**EXERCISES**:
• A. In the passage on high blood pressure, rewrite the part that opens with the words containing "Precautionary methods for" and closes with "work for everyone.", changing "jogging" to "cycling".
• B. Answer these from the passage on high blood pressure:
(i) What share of people with hypertension is estimated to be unaware of it?
(ii) What happens to arteries as people grow older?
(iii) How is a person's maximum pulse rate calculated?

High blood pressure (140/90 and above) affects millions of people. It is a major risk factor for strokes, heart diseases and kidney failure and prompts millions of doctor's visits per year. It is called the “Silent killer“ because it usually has no symptoms; an estimated 35 percent of those with hypertension aren’t aware of it and go untreated.
High systolic pressure is the most commonly untreated form. This happens when there is immense pressure on the left ventricle of the heart, as it contracts. Some physicians cling to the old idea that systolic pressure rises naturally with age and doesn’t require therapy.
Although it can strike at any age, high systolic pressure becomes more common as people grow older, because arteries gradually calcify and stiffen. This increases resistance to blood flow, which in turn raises the blood pressure required to force blood through arteries. The result is that the left ventricle (the heart’s major pumping chamber) works overtime to get blood to the body.
Precautionary methods for preventing high blood pressure:
Exercise may not only bring about reduction in blood pressure but, started at a younger age, may prevent it from ever occurring. People don’t have to become Olympic gold medalists to achieve a lowering of blood pressure. In fact, walking or other low-intensity exercises may be more beneficial than jogging or running. Reaching about 50 percent of your maximum pulse rate may be ideal. (A person’s maximum pulse rate is 220 minus his or her age). Exercise doesn’t work for everyone.
No one is certain yet how exercise reduces blood pressure, but some researchers suspect it limbers and dilates the arteries, thereby facilitating blood flow . With regular exercise, the dilation (or decreased stiffness in the arterial walls) seems to remain indefinitely.

**SOURCE DATA**:
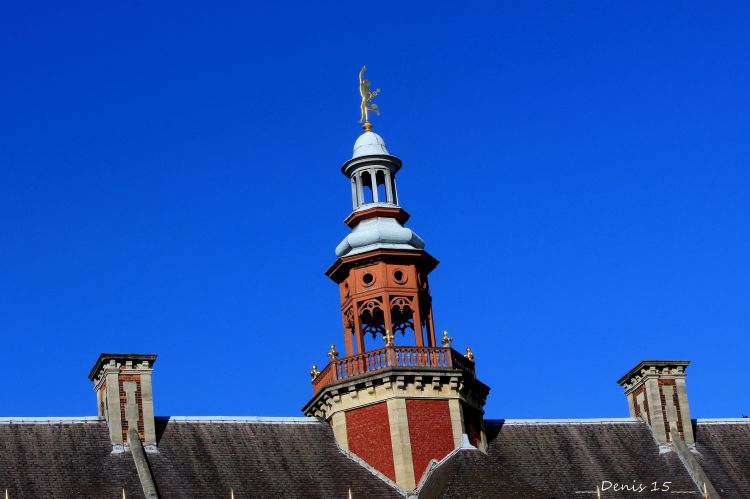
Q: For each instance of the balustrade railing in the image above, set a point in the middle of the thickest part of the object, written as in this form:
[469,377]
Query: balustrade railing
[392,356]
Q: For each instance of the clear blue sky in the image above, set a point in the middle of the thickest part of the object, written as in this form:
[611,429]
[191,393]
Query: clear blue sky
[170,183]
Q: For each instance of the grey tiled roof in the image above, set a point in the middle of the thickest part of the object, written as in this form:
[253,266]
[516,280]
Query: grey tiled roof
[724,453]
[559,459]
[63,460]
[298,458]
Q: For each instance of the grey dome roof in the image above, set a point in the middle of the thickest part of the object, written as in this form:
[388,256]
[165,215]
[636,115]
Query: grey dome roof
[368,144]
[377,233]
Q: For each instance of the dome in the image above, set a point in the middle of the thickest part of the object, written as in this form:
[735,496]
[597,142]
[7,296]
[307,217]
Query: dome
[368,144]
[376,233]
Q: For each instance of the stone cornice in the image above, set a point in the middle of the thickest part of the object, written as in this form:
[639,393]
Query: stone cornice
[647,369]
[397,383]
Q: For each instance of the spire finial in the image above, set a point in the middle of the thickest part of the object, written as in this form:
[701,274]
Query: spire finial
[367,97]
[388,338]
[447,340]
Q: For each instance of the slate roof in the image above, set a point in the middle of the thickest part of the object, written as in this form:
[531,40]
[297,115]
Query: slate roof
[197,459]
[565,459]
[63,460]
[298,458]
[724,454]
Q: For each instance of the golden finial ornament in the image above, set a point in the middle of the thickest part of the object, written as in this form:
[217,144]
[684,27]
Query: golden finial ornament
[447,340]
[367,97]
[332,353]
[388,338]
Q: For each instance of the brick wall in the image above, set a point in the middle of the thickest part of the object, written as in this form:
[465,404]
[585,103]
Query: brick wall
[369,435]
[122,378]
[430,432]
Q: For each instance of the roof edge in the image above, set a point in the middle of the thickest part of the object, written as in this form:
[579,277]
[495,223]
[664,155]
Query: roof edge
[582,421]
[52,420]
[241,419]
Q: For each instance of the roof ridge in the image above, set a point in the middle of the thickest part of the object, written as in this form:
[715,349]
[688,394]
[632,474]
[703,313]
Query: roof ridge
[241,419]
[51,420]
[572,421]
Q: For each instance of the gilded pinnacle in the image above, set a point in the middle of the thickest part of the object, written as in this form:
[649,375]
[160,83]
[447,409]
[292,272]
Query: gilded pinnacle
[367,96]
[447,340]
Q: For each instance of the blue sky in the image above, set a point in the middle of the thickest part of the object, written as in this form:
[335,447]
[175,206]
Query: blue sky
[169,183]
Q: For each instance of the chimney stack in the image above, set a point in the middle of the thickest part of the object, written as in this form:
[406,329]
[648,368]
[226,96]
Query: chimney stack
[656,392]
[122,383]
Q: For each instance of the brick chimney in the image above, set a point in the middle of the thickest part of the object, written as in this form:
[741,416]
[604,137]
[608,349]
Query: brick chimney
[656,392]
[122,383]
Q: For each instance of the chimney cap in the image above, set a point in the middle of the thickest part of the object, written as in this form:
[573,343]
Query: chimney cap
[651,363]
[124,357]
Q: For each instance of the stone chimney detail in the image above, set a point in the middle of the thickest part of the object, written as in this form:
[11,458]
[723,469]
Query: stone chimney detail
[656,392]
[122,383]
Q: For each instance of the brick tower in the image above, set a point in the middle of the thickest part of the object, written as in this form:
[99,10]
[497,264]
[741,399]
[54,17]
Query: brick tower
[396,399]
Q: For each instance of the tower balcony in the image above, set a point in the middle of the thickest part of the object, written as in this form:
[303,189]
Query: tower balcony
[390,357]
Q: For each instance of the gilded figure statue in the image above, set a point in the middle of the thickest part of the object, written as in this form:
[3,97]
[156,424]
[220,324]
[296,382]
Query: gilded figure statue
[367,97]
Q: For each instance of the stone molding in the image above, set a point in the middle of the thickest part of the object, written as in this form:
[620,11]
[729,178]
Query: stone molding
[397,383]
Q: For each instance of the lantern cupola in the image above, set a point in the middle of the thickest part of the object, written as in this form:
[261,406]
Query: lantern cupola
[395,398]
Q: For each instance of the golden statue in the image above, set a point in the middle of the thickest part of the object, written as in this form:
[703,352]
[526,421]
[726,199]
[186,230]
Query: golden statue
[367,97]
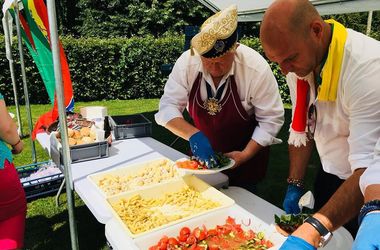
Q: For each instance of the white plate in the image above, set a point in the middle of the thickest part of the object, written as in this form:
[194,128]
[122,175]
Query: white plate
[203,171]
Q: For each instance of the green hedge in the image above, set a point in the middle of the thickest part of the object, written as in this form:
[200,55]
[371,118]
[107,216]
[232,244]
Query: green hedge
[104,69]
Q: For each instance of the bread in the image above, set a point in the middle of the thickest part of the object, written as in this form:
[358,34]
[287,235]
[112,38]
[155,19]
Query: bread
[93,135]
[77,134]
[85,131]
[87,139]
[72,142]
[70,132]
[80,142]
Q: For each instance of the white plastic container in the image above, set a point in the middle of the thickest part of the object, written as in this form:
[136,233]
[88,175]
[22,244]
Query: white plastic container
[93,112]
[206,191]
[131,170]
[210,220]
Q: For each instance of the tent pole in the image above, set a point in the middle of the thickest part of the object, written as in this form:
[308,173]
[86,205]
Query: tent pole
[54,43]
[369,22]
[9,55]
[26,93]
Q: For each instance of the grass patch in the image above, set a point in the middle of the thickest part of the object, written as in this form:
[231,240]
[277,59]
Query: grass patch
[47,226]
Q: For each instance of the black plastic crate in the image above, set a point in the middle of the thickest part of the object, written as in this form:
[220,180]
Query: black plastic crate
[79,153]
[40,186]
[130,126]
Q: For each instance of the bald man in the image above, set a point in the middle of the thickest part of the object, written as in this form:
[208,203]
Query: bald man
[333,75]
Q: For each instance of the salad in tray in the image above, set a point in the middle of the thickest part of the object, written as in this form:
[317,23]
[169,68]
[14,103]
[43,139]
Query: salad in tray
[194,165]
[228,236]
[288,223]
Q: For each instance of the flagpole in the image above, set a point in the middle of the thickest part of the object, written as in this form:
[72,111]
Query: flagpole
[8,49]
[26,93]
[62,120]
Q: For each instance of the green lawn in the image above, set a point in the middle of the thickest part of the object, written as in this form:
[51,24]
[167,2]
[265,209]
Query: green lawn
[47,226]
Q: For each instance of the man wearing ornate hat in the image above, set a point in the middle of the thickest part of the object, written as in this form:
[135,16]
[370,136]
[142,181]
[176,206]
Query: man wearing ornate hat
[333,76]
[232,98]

**WRITTEN RESPONSES**:
• A.
Precautionary methods for preventing high blood pressure:
Exercise may not only bring about reduction in blood pressure but, started at a younger age, may prevent it from ever occurring. People don’t have to become Olympic gold medalists to achieve a lowering of blood pressure. In fact, walking or other low-intensity exercises may be more beneficial than cycling or running. Reaching about 50 percent of your maximum pulse rate may be ideal. (A person’s maximum pulse rate is 220 minus his or her age). Exercise doesn’t work for everyone.

• B.
(i) About 35 percent.
(ii) They gradually calcify and stiffen.
(iii) 220 minus the person's age.